• **Provided text**
★ ★ ★ ★

On the 70th anniversary of the Nazi invasion of Poland, Pat Buchanan wrote an op-ed insisting Hitler really didn’t want war all that much.
On Sept. 1, 1939, 70 years ago, the German Army crossed the Polish frontier. On Sept. 3, Britain declared war.
Six years later, 50 million Christians and Jews had perished. Britain was broken and bankrupt, Germany a smoldering ruin. Europe had served as the site of the most murderous combat known to man, and civilians had suffered worse horrors than the soldiers.
By May 1945, Red Army hordes occupied all the great capitals of Central Europe: Vienna, Prague, Budapest, Berlin. A hundred million Christians were under the heel of the most barbarous tyranny in history: the Bolshevik regime of the greatest terrorist of them all, Joseph Stalin.
What cause could justify such sacrifices?
The German-Polish war had come out of a quarrel over a town the size of Ocean City, Md., in summer. Danzig, 95 percent German, had been severed from Germany at Versailles in violation of Woodrow Wilson’s principle of self-determination. Even British leaders thought Danzig should be returned. Why did Warsaw not negotiate with Berlin, which was hinting at an offer of compensatory territory in Slovakia? Because the Poles had a war guarantee from Britain that, should Germany attack, Britain and her empire would come to Poland’s rescue.

★ ★ ★ ★

• **Material provided**
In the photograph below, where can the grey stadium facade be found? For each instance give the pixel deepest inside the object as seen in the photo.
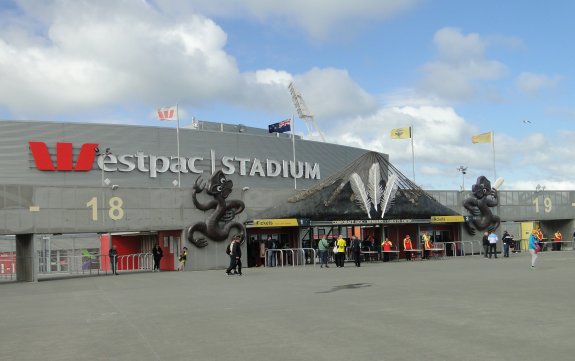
(107, 180)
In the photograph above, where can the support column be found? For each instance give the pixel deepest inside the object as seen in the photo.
(25, 258)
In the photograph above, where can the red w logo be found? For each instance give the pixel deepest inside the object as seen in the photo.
(167, 113)
(64, 157)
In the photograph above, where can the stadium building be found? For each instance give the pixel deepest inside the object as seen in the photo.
(135, 186)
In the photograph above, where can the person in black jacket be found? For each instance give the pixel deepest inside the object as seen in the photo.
(235, 257)
(485, 244)
(507, 241)
(356, 250)
(157, 253)
(113, 254)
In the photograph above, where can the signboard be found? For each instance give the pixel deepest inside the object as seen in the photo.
(451, 219)
(447, 219)
(287, 222)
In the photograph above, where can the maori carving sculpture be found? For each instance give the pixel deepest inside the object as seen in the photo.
(479, 205)
(219, 223)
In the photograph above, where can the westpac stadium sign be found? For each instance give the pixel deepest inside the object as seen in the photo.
(155, 165)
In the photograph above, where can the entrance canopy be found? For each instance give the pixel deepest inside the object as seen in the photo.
(370, 188)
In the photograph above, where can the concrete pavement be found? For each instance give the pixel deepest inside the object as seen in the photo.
(469, 308)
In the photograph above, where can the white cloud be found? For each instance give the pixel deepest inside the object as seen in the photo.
(116, 53)
(316, 17)
(532, 83)
(460, 67)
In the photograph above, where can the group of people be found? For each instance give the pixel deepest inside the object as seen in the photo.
(157, 254)
(356, 247)
(234, 251)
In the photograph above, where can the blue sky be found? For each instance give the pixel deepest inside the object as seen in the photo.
(450, 69)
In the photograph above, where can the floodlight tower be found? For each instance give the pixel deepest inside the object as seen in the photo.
(303, 113)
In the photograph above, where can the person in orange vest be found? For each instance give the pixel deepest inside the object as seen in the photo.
(386, 245)
(557, 238)
(539, 235)
(407, 246)
(427, 245)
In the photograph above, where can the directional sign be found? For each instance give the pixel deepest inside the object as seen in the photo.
(447, 219)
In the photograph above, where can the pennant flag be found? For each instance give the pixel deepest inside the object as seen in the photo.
(401, 133)
(283, 126)
(169, 113)
(481, 138)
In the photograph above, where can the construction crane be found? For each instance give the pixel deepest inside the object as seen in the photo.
(303, 112)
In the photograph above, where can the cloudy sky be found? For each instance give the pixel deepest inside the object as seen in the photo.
(450, 69)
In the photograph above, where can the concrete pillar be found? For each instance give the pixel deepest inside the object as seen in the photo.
(25, 258)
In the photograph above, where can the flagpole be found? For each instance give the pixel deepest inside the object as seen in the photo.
(293, 150)
(412, 152)
(178, 146)
(493, 145)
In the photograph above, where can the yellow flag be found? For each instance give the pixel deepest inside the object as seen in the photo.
(401, 133)
(481, 138)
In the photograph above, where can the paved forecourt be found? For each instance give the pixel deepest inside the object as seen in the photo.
(469, 308)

★ ★ ★ ★

Could you carry on the text about the 1939 German invasion of Poland, starting right after its final sentence?

• **Written response**
But why would Britain hand an unsolicited war guarantee to a junta of Polish colonels, giving them the power to drag Britain into a second war with the most powerful nation in Europe?
Was Danzig worth a war? Unlike the 7 million Hong Kongese whom the British surrendered to Beijing, who didn’t want to go, the Danzigers were clamoring to return to Germany.
Comes the response: The war guarantee was not about Danzig, or even about Poland. It was about the moral and strategic imperative "to stop Hitler" after he showed, by tearing up the Munich pact and Czechoslovakia with it, that he was out to conquer the world. And this Nazi beast could not be allowed to do that.
If true, a fair point. Americans, after all, were prepared to use atom bombs to keep the Red Army from the Channel. But where is the evidence that Adolf Hitler, whose victims as of March 1939 were a fraction of Gen. Pinochet’s, or Fidel Castro’s, was out to conquer the world?
After Munich in 1938, Czechoslovakia did indeed crumble and come apart. Yet consider what became of its parts. The Sudeten Germans were returned to German rule, as they wished. Poland had annexed the tiny disputed region of Teschen, where thousands of Poles lived. Hungary’s ancestral lands in the south of Slovakia had been returned to her. The Slovaks had their full independence guaranteed by Germany. As for the Czechs, they came to Berlin for the same deal as the Slovaks, but Hitler insisted they accept a protectorate. Now one may despise what was done, but how did this partition of Czechoslovakia manifest a Hitlerian drive for world conquest? Comes the reply: If Britain had not given the war guarantee and gone to war, after Czechoslovakia would have come Poland’s turn, then Russia’s, then France’s, then Britain’s, then the United States.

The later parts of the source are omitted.